Dataset entries:
---
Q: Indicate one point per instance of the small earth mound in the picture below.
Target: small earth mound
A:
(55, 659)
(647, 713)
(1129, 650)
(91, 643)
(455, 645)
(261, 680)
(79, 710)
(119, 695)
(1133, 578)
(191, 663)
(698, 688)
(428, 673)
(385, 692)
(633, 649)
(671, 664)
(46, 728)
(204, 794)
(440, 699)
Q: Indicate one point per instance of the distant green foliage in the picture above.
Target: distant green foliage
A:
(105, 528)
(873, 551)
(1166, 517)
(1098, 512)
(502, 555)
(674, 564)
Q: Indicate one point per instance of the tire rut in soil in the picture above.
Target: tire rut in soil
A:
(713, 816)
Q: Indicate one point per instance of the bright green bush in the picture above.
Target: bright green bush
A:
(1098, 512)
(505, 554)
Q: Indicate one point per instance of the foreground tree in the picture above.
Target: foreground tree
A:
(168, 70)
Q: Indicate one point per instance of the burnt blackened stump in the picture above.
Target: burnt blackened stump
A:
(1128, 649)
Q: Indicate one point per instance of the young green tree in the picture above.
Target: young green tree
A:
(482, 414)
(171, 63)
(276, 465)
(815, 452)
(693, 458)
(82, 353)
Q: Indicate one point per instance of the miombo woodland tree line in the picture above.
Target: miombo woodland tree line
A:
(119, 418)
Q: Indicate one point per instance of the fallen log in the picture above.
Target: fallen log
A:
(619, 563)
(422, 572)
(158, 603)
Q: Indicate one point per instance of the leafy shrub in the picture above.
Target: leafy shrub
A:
---
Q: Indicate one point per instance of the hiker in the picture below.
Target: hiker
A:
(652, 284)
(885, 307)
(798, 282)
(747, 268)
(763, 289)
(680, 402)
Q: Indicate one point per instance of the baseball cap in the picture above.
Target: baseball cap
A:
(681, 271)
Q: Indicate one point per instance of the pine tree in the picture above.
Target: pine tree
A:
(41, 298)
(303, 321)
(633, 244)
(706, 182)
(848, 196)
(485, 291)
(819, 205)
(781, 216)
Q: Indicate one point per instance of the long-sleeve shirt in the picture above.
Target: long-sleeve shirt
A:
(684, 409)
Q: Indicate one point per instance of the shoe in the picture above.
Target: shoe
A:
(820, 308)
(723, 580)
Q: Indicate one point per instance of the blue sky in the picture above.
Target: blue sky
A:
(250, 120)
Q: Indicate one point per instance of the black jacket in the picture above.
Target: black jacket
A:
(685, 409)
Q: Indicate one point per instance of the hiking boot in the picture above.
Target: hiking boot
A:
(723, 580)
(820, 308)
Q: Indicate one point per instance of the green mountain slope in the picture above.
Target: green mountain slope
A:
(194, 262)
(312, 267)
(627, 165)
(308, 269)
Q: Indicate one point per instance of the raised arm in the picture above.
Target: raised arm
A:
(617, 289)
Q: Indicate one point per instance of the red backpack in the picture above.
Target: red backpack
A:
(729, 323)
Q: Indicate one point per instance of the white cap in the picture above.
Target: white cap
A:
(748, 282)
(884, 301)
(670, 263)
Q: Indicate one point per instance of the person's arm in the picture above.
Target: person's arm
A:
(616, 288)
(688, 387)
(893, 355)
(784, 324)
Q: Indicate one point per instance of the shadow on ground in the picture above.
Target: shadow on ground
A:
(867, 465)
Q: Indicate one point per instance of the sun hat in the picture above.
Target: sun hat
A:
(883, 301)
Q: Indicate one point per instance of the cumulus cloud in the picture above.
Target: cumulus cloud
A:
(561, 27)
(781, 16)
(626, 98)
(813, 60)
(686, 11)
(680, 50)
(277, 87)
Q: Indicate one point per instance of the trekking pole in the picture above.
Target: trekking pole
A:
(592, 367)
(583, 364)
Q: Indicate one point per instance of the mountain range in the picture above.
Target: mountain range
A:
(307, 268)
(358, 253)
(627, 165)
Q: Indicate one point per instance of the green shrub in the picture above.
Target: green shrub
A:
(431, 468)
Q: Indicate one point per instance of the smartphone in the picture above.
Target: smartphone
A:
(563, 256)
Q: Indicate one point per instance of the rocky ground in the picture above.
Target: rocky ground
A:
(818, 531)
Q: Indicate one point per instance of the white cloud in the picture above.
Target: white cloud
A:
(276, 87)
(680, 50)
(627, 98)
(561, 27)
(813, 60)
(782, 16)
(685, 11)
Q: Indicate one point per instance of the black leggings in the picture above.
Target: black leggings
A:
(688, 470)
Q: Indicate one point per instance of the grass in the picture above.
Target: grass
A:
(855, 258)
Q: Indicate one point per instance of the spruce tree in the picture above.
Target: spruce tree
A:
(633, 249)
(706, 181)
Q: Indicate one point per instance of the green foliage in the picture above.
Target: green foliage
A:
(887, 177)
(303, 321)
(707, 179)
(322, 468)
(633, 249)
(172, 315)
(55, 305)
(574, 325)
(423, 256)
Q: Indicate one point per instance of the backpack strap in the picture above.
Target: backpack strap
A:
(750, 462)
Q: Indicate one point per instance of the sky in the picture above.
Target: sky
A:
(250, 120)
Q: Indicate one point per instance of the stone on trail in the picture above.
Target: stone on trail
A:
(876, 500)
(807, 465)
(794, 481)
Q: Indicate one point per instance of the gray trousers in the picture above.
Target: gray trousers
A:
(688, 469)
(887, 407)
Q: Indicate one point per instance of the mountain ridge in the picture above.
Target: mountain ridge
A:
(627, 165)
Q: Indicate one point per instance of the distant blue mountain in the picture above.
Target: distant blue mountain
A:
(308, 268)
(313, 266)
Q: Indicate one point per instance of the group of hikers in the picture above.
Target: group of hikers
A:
---
• **WHAT THE TASK ASKS**:
Only the lines above from the one with "Q: Indicate one point per instance of the small" through the one with "Q: Indicate one point per instance of the bright" should be duplicated, character for character.

• **RESPONSE AREA**:
Q: Indicate one point per instance of the small earth mound in the picture below.
Target: small earth mound
A:
(55, 659)
(647, 713)
(1129, 650)
(91, 643)
(455, 645)
(261, 680)
(79, 710)
(119, 695)
(1133, 578)
(191, 663)
(698, 688)
(428, 673)
(385, 692)
(633, 649)
(671, 664)
(46, 728)
(204, 794)
(440, 699)
Q: Indicate one point per instance of the distant green foliage in the picture above.
Target: distant green foliage
A:
(105, 528)
(873, 551)
(1166, 517)
(1098, 512)
(502, 555)
(674, 564)
Q: Indicate one point per instance of the tire rut in soil in the picture above.
Target: tire rut in soil
A:
(713, 816)
Q: Indicate one point per instance of the bright green bush in the picture above.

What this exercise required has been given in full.